*WHAT YOU ARE ASKED TO DO*
In the data that follows, find the line containing "brown dog's head"; then quote that line and every line after it, exactly, through the last one.

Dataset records
──────

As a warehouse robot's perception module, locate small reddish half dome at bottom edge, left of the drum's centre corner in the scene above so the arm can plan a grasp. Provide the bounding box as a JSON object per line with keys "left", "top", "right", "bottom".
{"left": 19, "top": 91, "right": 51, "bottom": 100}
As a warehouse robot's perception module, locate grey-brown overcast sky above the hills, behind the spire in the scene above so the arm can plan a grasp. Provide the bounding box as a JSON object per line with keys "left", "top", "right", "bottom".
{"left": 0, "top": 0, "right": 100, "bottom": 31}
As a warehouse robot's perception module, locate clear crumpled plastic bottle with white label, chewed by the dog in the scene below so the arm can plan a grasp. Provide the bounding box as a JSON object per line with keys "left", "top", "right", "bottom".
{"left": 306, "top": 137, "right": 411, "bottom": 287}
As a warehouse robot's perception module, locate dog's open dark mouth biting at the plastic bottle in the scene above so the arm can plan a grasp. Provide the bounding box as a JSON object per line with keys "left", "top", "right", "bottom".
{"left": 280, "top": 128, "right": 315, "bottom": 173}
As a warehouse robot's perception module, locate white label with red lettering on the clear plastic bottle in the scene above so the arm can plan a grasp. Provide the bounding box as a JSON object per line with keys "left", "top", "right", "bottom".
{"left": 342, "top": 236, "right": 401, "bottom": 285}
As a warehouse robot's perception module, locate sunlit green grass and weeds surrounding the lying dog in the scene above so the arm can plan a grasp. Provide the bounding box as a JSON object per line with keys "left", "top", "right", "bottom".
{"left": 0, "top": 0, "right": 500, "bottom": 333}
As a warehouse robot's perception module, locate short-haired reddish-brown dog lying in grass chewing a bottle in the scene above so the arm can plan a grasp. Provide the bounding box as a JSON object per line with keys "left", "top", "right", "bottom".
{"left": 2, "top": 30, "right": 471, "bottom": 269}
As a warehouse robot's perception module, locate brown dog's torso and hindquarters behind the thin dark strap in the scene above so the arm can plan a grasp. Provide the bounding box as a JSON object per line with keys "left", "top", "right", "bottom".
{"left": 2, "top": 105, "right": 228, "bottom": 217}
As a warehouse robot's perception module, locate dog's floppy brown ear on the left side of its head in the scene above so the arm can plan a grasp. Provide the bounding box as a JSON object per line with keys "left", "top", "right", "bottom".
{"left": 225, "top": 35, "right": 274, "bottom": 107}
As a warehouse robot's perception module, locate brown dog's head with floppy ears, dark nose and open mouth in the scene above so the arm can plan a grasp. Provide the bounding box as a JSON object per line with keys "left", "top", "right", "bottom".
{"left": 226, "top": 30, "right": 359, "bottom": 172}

──────

*SOLVED EXERCISE*
As a warehouse robot's perception module, locate brown dog's head with floppy ears, dark nose and open mouth in the scene above so the arm can plan a grasp. Provide the bounding box as a JSON object per line with keys "left", "top", "right", "bottom".
{"left": 226, "top": 30, "right": 359, "bottom": 172}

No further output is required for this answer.